(To do) Reproduce the records below word for word, leaving out the pictures.

Dataset excerpt:
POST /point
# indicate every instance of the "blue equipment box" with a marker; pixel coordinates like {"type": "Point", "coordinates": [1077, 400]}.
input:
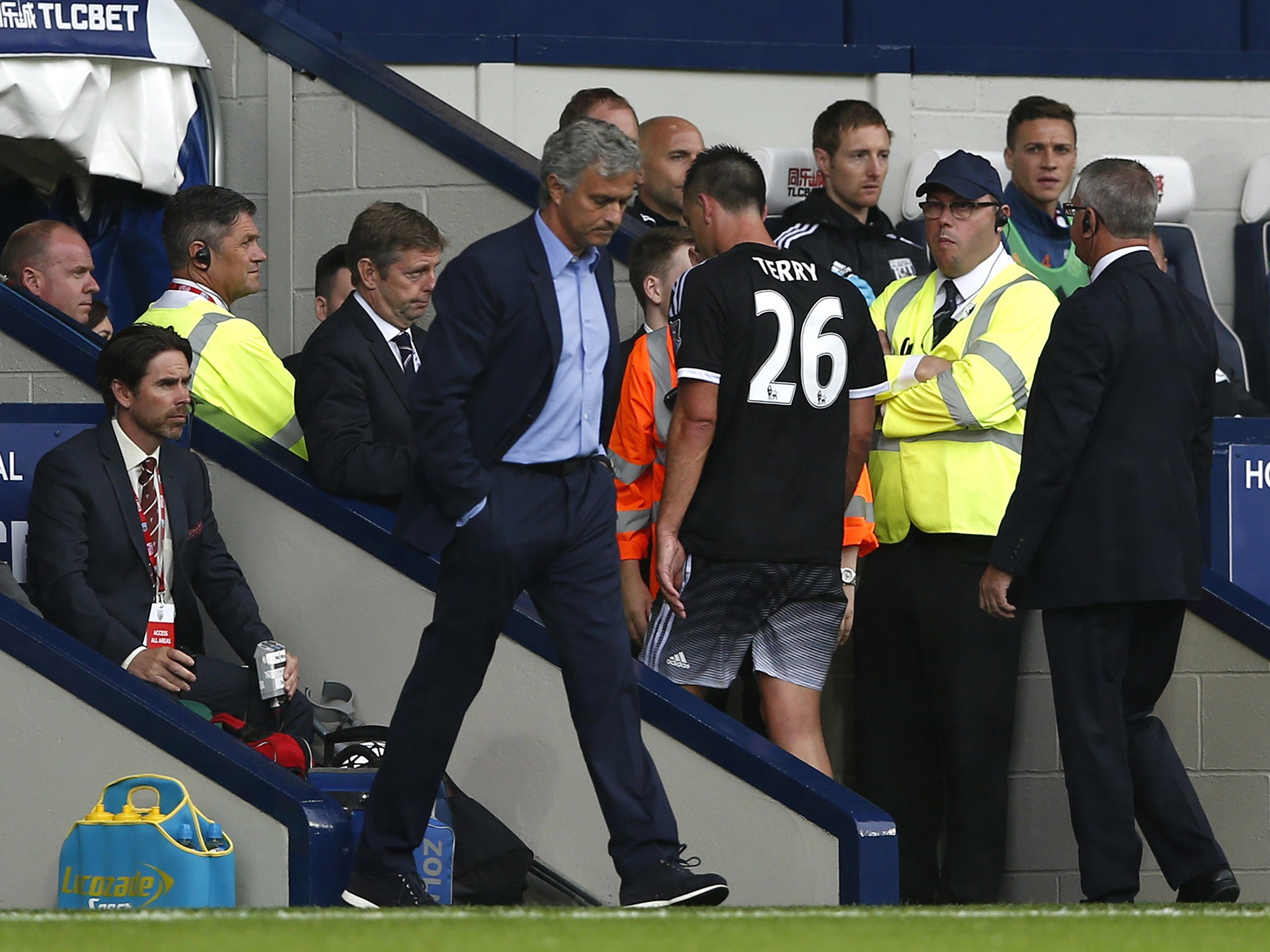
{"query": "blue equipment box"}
{"type": "Point", "coordinates": [435, 857]}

(Result for this task)
POST /point
# indicate every instance of the "blue equipment box" with a marker; pixel coordinates like {"type": "Point", "coordinates": [1077, 400]}.
input:
{"query": "blue equipment box"}
{"type": "Point", "coordinates": [435, 857]}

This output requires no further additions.